• _Records_
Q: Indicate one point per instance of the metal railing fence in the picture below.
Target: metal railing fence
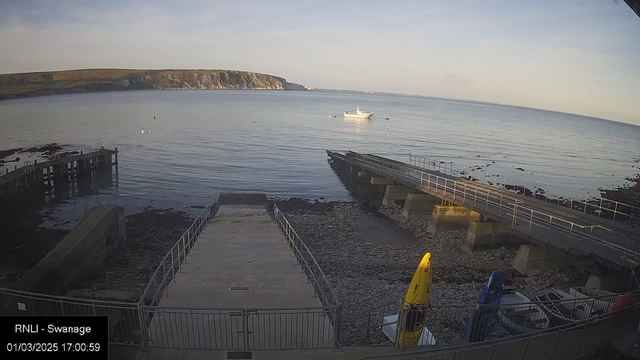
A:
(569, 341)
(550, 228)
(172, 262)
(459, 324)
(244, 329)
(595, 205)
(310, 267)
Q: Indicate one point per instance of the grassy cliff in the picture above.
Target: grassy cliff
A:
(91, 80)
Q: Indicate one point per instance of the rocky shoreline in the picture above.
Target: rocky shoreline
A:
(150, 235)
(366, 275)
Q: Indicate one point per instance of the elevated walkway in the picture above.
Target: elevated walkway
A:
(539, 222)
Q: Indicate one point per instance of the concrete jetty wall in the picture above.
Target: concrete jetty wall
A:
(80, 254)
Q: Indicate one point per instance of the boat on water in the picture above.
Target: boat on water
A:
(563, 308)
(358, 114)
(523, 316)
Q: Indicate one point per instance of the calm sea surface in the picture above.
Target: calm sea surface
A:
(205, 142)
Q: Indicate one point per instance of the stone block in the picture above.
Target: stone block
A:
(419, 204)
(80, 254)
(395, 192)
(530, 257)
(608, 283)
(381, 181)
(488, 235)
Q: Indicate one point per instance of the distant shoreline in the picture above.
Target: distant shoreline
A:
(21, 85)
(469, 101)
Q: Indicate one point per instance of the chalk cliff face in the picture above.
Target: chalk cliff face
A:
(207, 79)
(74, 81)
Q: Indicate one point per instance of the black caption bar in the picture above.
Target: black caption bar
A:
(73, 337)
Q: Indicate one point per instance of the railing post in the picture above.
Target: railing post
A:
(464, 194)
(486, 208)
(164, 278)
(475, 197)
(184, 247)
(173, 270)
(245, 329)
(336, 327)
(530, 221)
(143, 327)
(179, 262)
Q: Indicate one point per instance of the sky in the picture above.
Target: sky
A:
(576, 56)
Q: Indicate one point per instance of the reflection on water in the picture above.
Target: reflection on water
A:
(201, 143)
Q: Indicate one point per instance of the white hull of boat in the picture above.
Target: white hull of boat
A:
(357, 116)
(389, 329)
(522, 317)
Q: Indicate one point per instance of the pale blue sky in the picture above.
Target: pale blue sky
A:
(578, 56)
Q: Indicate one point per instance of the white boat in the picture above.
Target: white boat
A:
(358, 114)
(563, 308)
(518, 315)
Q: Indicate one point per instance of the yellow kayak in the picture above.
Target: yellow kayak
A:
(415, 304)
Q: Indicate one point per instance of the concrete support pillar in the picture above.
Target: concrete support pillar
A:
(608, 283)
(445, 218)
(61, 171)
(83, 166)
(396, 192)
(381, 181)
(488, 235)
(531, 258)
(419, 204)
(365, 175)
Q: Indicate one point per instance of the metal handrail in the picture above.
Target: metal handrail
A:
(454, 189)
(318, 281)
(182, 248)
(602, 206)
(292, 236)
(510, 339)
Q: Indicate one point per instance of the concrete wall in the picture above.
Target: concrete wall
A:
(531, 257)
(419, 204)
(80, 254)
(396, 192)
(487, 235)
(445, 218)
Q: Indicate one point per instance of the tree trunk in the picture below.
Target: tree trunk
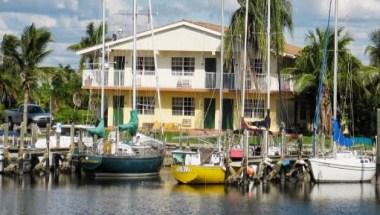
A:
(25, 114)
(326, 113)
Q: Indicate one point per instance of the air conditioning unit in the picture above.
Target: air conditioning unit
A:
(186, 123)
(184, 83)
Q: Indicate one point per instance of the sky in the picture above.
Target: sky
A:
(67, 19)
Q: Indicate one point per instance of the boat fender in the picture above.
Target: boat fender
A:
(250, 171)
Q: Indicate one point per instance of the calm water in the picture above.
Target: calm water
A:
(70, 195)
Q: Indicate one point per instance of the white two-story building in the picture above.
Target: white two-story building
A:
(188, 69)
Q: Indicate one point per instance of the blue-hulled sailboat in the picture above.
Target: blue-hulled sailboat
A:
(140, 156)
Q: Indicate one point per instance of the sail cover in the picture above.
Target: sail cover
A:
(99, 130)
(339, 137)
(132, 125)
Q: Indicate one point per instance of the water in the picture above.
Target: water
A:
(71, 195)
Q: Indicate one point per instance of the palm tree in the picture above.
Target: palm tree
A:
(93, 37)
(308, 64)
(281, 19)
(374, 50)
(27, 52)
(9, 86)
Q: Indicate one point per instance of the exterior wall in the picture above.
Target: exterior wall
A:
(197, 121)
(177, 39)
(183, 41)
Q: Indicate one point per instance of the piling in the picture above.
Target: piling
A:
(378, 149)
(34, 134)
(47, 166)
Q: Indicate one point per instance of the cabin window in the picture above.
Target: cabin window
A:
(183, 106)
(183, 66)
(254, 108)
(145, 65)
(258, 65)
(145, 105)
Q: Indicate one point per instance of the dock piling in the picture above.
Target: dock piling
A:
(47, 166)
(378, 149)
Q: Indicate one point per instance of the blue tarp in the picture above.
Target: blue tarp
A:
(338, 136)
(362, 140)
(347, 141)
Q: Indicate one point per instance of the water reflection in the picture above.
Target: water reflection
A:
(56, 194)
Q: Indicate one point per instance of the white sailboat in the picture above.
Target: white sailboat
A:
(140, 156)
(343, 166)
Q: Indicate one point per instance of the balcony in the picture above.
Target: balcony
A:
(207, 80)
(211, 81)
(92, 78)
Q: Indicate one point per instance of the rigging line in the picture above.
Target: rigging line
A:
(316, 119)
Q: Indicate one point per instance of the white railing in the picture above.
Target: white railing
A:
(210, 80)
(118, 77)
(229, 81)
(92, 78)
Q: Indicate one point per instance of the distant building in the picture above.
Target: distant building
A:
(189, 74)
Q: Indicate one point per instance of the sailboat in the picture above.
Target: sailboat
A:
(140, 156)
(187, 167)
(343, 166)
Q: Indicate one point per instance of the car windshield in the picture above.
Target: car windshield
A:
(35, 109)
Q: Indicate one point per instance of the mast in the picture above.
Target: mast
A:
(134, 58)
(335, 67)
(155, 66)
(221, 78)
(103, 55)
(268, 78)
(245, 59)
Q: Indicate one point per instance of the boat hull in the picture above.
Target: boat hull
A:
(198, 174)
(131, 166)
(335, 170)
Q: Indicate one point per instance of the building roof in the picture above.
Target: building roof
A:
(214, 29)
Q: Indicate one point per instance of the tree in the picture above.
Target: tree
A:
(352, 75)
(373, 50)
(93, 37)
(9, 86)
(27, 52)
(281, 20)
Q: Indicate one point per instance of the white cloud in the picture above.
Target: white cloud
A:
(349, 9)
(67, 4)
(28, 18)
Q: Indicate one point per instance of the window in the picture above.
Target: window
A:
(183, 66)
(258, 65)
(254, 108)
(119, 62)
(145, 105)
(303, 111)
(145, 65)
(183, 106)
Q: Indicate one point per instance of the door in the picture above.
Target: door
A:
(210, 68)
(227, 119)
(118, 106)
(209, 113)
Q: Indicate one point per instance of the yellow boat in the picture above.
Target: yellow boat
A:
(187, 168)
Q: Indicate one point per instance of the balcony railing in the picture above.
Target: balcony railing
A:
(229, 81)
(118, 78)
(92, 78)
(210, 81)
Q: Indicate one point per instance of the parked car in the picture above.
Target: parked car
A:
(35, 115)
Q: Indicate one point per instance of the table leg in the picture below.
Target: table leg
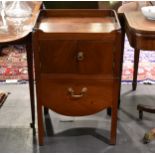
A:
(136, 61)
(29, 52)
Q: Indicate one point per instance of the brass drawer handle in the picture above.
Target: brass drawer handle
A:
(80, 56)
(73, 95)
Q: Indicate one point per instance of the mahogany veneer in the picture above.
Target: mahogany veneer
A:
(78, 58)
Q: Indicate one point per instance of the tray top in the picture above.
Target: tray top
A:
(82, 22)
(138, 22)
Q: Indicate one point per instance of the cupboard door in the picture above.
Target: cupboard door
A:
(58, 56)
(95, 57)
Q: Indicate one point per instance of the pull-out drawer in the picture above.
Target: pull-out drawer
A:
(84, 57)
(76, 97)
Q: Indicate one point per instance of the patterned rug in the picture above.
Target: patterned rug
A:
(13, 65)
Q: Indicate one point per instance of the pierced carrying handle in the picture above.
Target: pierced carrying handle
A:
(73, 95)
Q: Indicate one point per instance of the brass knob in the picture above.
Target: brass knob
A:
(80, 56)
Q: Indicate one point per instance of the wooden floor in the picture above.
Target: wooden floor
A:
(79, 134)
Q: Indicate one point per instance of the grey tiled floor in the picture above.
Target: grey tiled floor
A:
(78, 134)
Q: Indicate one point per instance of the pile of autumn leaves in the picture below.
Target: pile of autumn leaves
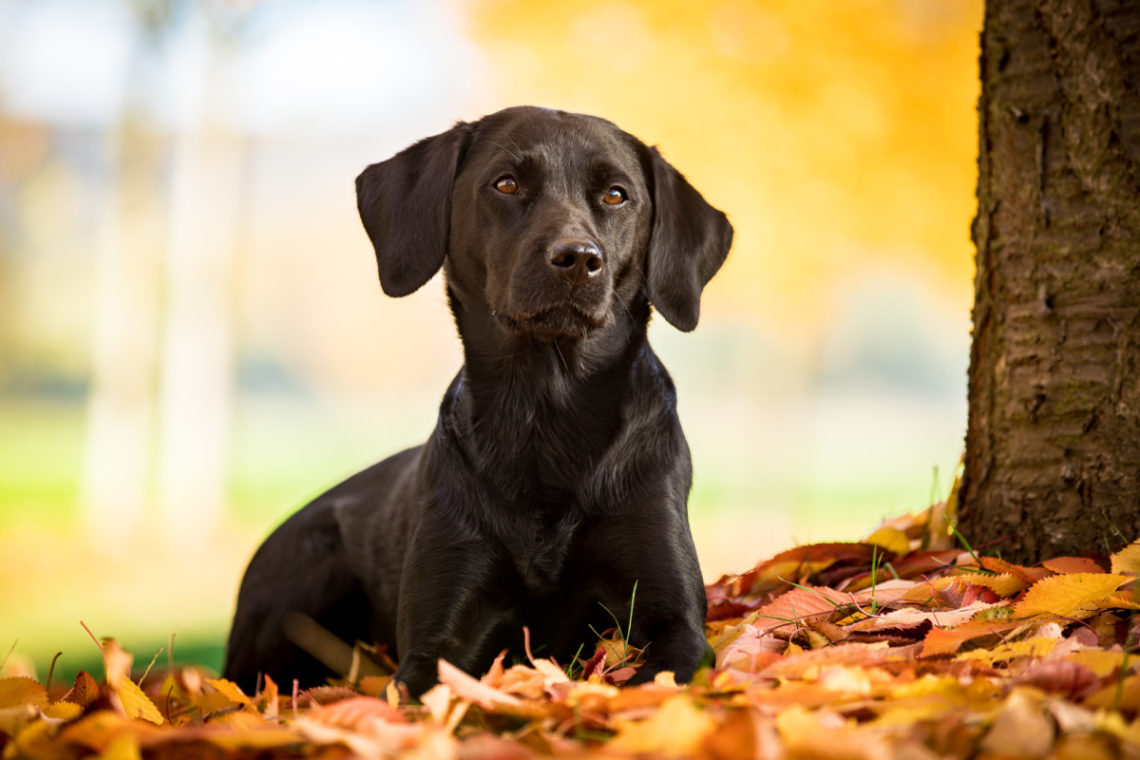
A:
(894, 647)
...
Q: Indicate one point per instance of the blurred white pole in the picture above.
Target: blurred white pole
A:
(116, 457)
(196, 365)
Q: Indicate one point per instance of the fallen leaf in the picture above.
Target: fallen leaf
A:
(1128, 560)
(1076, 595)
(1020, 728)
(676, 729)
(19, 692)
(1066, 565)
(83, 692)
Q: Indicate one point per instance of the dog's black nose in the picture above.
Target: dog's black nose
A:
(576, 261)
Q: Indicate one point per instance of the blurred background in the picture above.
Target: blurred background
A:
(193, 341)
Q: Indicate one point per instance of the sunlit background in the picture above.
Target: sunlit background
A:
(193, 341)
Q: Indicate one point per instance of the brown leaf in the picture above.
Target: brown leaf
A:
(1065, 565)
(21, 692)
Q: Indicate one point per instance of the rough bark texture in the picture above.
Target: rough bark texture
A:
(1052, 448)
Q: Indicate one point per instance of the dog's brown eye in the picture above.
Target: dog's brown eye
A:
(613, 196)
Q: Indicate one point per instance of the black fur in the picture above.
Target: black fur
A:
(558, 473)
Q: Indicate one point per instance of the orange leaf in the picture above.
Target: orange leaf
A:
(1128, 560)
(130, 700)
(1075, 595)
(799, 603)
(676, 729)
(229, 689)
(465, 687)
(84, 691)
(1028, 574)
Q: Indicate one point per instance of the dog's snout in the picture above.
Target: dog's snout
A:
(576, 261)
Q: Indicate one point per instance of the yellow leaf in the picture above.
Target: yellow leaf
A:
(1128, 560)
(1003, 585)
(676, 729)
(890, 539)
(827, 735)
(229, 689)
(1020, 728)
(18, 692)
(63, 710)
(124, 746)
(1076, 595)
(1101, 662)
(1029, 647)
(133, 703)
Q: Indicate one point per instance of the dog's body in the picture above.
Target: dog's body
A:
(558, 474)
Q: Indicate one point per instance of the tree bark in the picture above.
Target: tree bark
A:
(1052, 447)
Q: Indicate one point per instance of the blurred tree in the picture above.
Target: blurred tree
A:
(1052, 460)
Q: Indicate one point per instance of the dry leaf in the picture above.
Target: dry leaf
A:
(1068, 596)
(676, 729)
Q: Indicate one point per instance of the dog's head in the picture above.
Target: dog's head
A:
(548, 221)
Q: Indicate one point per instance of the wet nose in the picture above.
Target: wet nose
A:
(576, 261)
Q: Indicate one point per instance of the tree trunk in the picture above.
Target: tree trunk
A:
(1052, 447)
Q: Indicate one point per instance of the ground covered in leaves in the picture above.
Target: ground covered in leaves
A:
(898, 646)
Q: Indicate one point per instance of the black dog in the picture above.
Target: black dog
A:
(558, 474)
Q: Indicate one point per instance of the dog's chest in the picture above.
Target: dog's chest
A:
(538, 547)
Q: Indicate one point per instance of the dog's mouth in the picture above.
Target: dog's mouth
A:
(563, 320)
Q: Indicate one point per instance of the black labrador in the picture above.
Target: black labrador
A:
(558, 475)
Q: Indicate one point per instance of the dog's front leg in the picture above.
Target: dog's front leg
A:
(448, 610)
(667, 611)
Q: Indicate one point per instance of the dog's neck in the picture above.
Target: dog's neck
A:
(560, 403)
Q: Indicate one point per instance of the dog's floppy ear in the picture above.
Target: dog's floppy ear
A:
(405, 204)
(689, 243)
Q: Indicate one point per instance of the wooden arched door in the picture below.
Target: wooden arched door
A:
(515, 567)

• _Task goal_
Begin at the line above that has "Q: Indicate one point per instance of the cabin" and stop after the line that has "Target: blue tarp", copying each line exactly and adding nothing else.

• _Answer space_
Q: Indicate one point per instance of the cabin window in the picture above.
Target: cabin window
A:
(183, 106)
(183, 66)
(254, 108)
(145, 65)
(258, 65)
(145, 105)
Q: Indicate one point per instance of the dock piling in the picture above.
Target: dock piling
A:
(47, 166)
(378, 149)
Q: Indicate one point per instance of the blue tarp in the picture above.
Target: blue tarp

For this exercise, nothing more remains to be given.